- Set problem A:
Using the commentary on submitted solutions, decide whether each statement agrees with it. Answer yes or no for each and quote the deciding words. (i) Clang has 18 reserved words. (ii) Every group that issued an error message when a file failed to open also stopped execution. (iii) The writer favors reading a whole line at a time.
- Set problem B:
Resume the commentary on submitted solutions, picking up after its final sentence.

-- START Document extract --

The quality of solutions submitted varied enormously. There were a few groups who had tried far more detailed parsing of the source than was needed, and there were several whose table of keywords did not include all 18 of the words reserved in Clang (see below for them all). There were several who issued error message if files did not open correctly, but many of these did not terminate execution - which must have led to interesting results. Predictably there were several groups who had not allocated space for the strings they tried to manipulate, and there were some fascinating instances of the use of library routines with very odd names, not the standard ones that are usually advertised (be careful of this - the "standard" names like strcpy and strcat should be available on all systems, but not funny ones like _strcpy which are probably meant to be hidden from view in the depths of the actual implementation). Several people had missed the point that a non-empty string could be terminated by EOF - many solutions returned noToken (in my notation) however they read EOF. There were some solutions which tried to read a whole line at a time, or to use fgets to get a piece of string from the source, but I suspect that leads to complications that are best avoided by using the strategy shown below of reading one character at a time.

-- END Document extract --
-- START Record extracts --

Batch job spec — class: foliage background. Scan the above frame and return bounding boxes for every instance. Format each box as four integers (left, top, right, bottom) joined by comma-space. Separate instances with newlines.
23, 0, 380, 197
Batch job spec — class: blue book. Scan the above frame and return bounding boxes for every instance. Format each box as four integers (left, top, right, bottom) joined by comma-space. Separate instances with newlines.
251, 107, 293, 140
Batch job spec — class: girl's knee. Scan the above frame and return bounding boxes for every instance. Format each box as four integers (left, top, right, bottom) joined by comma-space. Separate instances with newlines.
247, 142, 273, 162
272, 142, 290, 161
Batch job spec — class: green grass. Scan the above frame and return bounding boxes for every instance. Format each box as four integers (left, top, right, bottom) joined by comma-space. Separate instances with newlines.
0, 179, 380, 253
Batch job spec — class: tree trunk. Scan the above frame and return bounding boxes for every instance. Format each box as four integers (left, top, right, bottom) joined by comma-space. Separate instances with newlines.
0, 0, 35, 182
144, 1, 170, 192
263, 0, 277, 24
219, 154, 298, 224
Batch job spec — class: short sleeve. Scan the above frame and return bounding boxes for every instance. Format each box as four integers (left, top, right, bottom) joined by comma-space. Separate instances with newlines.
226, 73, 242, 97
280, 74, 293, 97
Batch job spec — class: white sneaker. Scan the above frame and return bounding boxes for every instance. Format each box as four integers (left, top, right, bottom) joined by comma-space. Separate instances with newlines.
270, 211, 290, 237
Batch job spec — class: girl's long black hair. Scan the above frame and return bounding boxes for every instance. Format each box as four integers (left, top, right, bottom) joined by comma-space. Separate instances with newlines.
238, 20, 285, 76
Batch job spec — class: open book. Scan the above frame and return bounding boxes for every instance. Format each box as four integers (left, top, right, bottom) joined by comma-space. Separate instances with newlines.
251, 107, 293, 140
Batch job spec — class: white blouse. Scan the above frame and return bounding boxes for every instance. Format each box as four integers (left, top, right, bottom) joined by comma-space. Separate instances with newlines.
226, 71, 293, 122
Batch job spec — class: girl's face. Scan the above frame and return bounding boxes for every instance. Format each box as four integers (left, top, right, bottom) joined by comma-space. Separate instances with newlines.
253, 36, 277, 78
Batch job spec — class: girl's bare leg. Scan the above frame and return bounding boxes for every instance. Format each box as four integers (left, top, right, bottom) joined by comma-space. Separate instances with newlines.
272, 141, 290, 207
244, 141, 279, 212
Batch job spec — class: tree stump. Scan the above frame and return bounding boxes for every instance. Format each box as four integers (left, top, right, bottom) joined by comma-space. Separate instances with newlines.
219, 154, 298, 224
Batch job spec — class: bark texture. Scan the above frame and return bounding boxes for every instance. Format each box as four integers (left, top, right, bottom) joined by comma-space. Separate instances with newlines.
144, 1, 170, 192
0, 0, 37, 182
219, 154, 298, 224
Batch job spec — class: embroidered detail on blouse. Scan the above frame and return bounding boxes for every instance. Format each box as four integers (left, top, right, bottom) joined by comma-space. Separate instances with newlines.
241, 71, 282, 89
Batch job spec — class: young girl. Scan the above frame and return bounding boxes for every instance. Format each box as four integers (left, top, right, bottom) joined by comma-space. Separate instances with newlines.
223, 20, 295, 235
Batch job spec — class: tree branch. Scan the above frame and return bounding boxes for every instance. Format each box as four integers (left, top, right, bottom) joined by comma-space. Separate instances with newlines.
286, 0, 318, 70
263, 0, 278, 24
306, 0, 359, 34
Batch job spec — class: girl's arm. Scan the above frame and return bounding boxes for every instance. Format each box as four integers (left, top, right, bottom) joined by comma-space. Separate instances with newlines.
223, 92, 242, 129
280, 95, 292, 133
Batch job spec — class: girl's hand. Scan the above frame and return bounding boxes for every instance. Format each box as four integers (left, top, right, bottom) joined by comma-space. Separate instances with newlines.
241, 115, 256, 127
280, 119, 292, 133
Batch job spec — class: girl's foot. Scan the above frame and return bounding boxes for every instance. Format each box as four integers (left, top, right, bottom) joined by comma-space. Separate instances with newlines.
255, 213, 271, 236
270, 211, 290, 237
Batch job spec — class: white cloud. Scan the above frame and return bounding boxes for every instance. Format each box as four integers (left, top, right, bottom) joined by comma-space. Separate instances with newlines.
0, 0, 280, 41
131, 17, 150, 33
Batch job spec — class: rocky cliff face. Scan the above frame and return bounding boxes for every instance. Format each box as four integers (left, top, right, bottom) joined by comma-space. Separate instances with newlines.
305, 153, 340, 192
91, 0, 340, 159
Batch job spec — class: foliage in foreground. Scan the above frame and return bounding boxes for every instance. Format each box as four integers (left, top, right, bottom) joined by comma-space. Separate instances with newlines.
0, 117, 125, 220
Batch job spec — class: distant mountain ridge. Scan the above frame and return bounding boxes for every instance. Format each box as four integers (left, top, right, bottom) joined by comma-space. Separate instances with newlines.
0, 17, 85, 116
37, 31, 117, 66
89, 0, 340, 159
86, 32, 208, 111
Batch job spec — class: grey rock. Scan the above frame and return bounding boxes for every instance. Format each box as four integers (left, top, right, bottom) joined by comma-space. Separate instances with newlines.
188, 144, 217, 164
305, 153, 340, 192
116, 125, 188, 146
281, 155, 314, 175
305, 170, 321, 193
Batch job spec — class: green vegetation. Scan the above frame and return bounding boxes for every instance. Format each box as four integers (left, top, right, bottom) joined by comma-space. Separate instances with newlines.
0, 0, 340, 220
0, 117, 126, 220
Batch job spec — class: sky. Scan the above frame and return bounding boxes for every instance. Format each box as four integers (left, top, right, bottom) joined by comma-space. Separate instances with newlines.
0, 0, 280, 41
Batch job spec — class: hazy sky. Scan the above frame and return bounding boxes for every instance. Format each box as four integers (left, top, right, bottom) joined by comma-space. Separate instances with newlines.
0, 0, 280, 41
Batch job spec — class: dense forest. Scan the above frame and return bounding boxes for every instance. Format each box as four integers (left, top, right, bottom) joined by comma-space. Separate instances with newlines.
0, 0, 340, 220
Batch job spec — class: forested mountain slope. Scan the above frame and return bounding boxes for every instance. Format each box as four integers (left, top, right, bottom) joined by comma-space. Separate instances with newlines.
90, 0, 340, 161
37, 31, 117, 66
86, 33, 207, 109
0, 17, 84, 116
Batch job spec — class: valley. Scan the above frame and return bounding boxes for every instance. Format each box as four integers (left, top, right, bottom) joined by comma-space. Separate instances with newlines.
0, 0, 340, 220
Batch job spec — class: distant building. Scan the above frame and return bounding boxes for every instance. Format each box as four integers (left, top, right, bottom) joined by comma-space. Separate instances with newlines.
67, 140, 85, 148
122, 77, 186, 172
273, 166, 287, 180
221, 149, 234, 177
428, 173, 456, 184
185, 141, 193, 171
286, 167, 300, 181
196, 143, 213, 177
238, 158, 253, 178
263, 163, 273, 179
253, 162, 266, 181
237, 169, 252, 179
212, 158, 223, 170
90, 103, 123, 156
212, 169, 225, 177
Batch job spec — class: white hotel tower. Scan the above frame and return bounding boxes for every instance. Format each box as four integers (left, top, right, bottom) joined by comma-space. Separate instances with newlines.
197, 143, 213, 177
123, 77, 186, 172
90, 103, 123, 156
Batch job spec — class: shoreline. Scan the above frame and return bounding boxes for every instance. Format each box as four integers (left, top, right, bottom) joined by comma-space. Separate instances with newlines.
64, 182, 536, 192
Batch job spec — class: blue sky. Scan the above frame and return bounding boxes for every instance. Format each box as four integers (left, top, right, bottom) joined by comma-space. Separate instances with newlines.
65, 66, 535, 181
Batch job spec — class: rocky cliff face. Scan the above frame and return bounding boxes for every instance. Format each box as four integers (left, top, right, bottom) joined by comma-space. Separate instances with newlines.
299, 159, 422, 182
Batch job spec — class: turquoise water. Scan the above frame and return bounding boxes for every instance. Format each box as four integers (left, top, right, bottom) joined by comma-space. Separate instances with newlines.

-- END Record extracts --

- Right answer A:
(i) Yes: "all 18 of the words reserved in Clang"
(ii) No: "many of these did not terminate execution"
(iii) No: "I suspect that leads to complications that are best avoided by using the strategy shown below of reading one character at a time"

- Right answer B:
Relatively few people made use of ungetc, but I think this is really useful in this problem. Once one has scanned a string one has, of course, read one character too far - into the start of the next string.

    // Process a Clang program to produce interface message file for use with
    // QEdit IDE, highlighting the start of each PROCEDURE or FUNCTION and the
    // initial point of declaration of each unique identifier
    //   Usage: CLANG input ERRORS.LST    or  CLANG <infile >outfile
    //
    // This does not handle comments.  That would require a more sophisticated
    // scanner than seemed reasonable for this exercise.  As originally conceived
    // the problem did not demand proper treatment of strings either, but the
    // string handling is easily achieved, as can be seen below.
    //
    // P.D. Terry, Rhodes University, 2000

    #include "misc1.h"

    struct entry {              // symbol table entries
      char name[25];
      int line, col;
    };

    const int MAX   = 500;      // Limit on size of table
    const int RES   = 18;       // Number of reserved words
    static int Size = RES;      // Dynamic size of table (entries actually used )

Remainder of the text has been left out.